Pentaho master: Text File Input

The Text File Input step is used to read data from a variety of different text-file types. The most commonly used formats include Comma Separated Values (CSV files) generated by spreadsheets and fixed width flat files.

The Text File Input step provides you with the ability to specify a list of files to read, or a list of directories with wild cards in the form of regular expressions. In addition, you can accept file names from a previous step making file name handling more even more generic.

The following sections describe the available options for configuring the Text file input step.

File Tab Options

Option	Description
Step Name	Optionally, you can change the name of this step to fit your needs.
File or Directory	Specifies the location and/or name of the input text file (s) to be read. . Note: Click (Add) to add the file/directory/wildcard combination to the list of selected files (grid) below.
Regular expression	Specify the regular expression you want to use to select the files in the directory specified in the previous option. For example, you want to process all files that have a .txt extension. (See below)
Selected Files	This table contains a list of selected files (or wild card selections) along with a property specifying if file is required or not. If a file is required and it isn't found, an error is generated. Otherwise, the file name is skipped.
Show filenames(s)...	Displays a list of all files that will be loaded based on the current selected file definitions.
Show file content	Displays the raw content of the selected file.
Show content from first data line	Displays the content from the first data line only for the selected file.

============================================================

§ **SET OF TASKS**
(A) In the passage on the Text File Input step, what happens when a file marked as required in the Selected Files table is not found?
(B) Repeat the part of the Text File Input passage that starts at the words "The Text File Input step provides" and ends after "even more generic.".

============================================================

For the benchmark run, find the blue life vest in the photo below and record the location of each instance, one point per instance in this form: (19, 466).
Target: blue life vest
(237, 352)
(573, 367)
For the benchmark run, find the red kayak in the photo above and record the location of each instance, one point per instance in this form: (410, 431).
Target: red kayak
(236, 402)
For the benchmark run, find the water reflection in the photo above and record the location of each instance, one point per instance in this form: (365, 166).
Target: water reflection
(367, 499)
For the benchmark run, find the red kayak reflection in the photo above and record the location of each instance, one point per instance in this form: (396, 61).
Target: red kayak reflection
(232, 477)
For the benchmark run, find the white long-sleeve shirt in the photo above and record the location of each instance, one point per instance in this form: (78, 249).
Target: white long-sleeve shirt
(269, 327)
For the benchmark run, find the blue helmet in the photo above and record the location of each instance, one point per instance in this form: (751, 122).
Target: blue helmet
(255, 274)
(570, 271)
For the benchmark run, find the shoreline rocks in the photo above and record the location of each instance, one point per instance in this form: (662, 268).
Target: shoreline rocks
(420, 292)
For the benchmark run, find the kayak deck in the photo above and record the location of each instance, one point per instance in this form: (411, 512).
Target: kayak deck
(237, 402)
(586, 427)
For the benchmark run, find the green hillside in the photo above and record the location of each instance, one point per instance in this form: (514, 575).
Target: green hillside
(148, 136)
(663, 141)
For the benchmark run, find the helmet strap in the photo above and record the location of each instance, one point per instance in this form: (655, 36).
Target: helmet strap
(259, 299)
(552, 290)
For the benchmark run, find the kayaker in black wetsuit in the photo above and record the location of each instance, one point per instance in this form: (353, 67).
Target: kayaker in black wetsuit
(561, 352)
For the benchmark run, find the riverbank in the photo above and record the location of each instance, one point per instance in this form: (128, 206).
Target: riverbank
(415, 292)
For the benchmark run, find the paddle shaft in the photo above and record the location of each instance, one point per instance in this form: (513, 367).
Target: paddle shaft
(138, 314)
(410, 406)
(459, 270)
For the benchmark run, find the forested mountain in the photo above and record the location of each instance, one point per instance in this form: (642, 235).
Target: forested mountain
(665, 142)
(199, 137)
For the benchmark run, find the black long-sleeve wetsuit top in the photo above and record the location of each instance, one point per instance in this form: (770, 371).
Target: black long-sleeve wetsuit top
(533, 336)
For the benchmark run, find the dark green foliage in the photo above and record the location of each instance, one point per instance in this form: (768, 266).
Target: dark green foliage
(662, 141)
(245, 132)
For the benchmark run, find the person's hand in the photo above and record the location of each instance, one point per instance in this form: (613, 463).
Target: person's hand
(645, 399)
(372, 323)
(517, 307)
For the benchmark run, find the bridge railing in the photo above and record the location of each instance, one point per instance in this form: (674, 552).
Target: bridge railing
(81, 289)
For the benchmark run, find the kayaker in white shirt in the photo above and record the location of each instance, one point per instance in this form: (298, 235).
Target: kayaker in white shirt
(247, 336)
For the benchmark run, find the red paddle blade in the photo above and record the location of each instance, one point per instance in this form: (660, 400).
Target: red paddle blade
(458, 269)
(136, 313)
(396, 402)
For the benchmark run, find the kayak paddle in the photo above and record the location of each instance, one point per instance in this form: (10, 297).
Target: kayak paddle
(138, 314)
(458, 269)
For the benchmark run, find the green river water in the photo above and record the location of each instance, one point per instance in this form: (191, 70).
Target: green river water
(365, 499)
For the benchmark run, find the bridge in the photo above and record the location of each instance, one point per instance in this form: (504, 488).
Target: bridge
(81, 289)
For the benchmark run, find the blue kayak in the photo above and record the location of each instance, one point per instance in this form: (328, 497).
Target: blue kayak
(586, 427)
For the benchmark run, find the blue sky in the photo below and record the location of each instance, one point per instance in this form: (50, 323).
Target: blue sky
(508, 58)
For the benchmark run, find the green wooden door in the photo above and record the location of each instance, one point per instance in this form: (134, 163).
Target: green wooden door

============================================================

§ **RESPONSES IN ORDER**
(A) An error is generated.

(B)
The Text File Input step provides you with the ability to specify a list of files to read, or a list of directories with wild cards in the form of regular expressions. In addition, you can accept file names from a previous step making file name handling more even more generic.